**RECORDS FOR PROCESSING**
* Start *
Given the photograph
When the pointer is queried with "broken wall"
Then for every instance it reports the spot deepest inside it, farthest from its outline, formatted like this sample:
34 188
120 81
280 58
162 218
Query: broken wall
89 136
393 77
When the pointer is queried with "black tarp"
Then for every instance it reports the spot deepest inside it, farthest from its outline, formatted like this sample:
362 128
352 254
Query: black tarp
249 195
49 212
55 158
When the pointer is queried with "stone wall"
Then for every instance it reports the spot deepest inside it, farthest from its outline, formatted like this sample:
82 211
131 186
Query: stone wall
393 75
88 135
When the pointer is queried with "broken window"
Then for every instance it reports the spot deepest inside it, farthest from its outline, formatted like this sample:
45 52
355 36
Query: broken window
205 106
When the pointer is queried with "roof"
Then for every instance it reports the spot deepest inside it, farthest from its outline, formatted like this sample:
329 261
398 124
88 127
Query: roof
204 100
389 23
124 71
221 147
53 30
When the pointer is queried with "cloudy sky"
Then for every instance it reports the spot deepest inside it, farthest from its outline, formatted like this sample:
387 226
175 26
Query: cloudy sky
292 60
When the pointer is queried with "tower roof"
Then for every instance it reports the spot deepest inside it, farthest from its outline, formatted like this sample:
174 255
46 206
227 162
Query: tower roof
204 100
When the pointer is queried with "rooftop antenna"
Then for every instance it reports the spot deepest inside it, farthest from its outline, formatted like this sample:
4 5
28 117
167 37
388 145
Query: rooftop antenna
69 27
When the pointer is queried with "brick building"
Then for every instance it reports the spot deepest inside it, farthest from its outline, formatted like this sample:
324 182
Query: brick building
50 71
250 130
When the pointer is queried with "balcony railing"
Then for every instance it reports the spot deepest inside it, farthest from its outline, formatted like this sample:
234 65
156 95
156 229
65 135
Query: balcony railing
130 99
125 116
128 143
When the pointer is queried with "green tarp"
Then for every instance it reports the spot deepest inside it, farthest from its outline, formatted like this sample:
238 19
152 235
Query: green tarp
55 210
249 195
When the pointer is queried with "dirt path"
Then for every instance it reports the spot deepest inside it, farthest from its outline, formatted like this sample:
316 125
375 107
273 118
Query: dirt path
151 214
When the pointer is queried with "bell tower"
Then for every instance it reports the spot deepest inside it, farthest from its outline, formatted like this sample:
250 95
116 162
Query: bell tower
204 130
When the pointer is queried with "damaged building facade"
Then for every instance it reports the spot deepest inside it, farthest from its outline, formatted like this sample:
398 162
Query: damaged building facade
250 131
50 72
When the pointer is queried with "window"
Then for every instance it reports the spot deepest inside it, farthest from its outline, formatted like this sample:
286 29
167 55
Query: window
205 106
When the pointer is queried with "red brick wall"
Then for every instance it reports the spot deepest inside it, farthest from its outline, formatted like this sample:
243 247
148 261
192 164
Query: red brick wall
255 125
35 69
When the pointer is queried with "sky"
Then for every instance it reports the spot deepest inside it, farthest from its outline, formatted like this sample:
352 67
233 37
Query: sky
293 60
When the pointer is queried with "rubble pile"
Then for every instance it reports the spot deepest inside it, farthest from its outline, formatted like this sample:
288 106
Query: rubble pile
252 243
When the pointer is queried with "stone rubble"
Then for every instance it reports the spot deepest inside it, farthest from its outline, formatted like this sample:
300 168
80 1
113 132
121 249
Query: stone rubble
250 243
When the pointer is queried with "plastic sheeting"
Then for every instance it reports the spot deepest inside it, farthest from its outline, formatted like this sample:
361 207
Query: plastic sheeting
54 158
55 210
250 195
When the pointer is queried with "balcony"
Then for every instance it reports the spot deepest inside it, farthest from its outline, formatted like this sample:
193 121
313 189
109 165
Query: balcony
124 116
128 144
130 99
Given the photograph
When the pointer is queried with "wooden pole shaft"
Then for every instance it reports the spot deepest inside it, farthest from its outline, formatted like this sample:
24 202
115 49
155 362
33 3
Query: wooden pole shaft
* End *
**TO DO**
Extract the complete listing verbatim.

**ANSWER BELOW**
Given the photograph
When the pointer is queried with "broken wall"
Then for every instance it reports the spot deepest inside it, farthest from its outline, formatted like this sample:
34 188
120 81
280 58
162 218
Query: broken wall
89 136
393 77
When the pointer is queried with "black tarp"
Then for every instance it reports the spot deepest inside it, farthest from its outline, formatted like this sample:
362 128
352 254
Query: black tarp
249 195
49 212
55 158
When the pointer is queried with "stone wall"
Then for every instance it reports the spot deepest inside it, farthest from its outline, formatted like this sample:
82 211
131 186
Query: stone wall
393 75
88 135
When the pointer is queried with "broken window"
Then for every instance it reports the spot deepest inside it, farthest from its outline, formatted like this sample:
45 52
355 36
Query: broken window
205 106
When the pointer is queried with "roof"
Then for every instance it reports the spot deepest inside it, farthest from its outline, formatted like this sample:
329 261
398 124
88 127
Query: roof
204 100
389 23
124 71
221 147
53 30
When the pointer is queried with "cloudy sky"
Then for every instance it reports the spot deepest inside it, farthest from its outline, formatted like this sample:
387 226
175 26
Query: cloudy sky
292 60
When the pointer is queried with "tower roof"
Then for every instance it reports the spot deepest inside it, farthest from its outline, formatted like this sample:
174 255
46 206
227 162
Query: tower roof
204 100
When the pointer is queried with "rooftop antenna"
Then for every instance it reports the spot deepest inside it, farthest from its outline, formatted like this sample:
4 5
28 117
167 37
388 145
Query: rooftop antenna
69 27
When the pointer is queried with "brick building"
Then for every instance it reports the spot deepest inside it, farthest from its outline, formatted like this sample:
324 182
Query: brick building
50 71
250 130
When the pointer is queried with "balcony railing"
Then for every instance it reports the spot deepest inside it, farthest from its outline, formatted like this sample:
234 65
156 95
156 229
65 135
Query: balcony railing
130 99
125 116
128 143
When the pointer is queried with "green tarp"
Then for every instance it reports the spot deepest inside it, farthest from its outline, formatted like this sample:
238 19
152 235
Query: green tarp
55 210
249 195
When the pointer is queried with "dirt path"
Then for every instance it reports the spot deepest inside it, farthest from its outline, formatted like this sample:
316 125
375 107
273 118
Query: dirt path
151 214
When the pointer is queried with "bell tower"
Then for every instance it reports the spot deepest inside it, farthest from its outline, formatted like this sample:
250 95
116 162
Query: bell tower
204 130
When the pointer is queried with "damaged building facade"
Then for every instance it reports the spot deepest inside it, farthest from its outline, formatted like this sample:
398 162
Query: damaged building facade
250 131
50 72
When the pointer is queried with "window"
Then for every instance it reports the spot deepest inside it, farthest from its outline, formatted like this sample:
286 29
167 55
Query: window
205 106
When the pointer is queried with "red brick wall"
Then for every instance it reports the spot deepest inside it, farthest from its outline, formatted like this sample:
243 247
148 261
192 164
Query: red brick wall
255 125
35 69
When the pointer is queried with "sky"
Then for every instance it reports the spot deepest inside it, farthest from its outline, formatted like this sample:
352 67
233 37
Query: sky
293 60
When the pointer is queried with "rubble pile"
Then for every instance it reports the spot deepest inside it, farthest from its outline, formatted like this sample:
288 106
Query: rubble pile
252 243
When the pointer is queried with "stone rubble"
Then for every instance it reports the spot deepest inside it, farthest from its outline, formatted like this sample:
300 168
80 1
113 132
121 249
Query: stone rubble
250 243
When the pointer is queried with "plastic sheeting"
Then for every instance it reports the spot deepest inside it, farthest from its outline, formatted like this sample:
361 207
Query: plastic sheeting
54 158
55 210
250 195
When the pointer is queried with "balcony"
Then for every instance it reports the spot deepest inside it, farthest from its outline, formatted like this sample:
193 121
313 189
109 165
Query: balcony
124 116
128 144
130 99
Given the photograph
When the pointer is queried with "wooden pole shaft"
Then for every instance it reports the spot deepest inside it, farthest from its outline, formatted like this sample:
24 202
115 49
155 362
33 3
Query: wooden pole shaft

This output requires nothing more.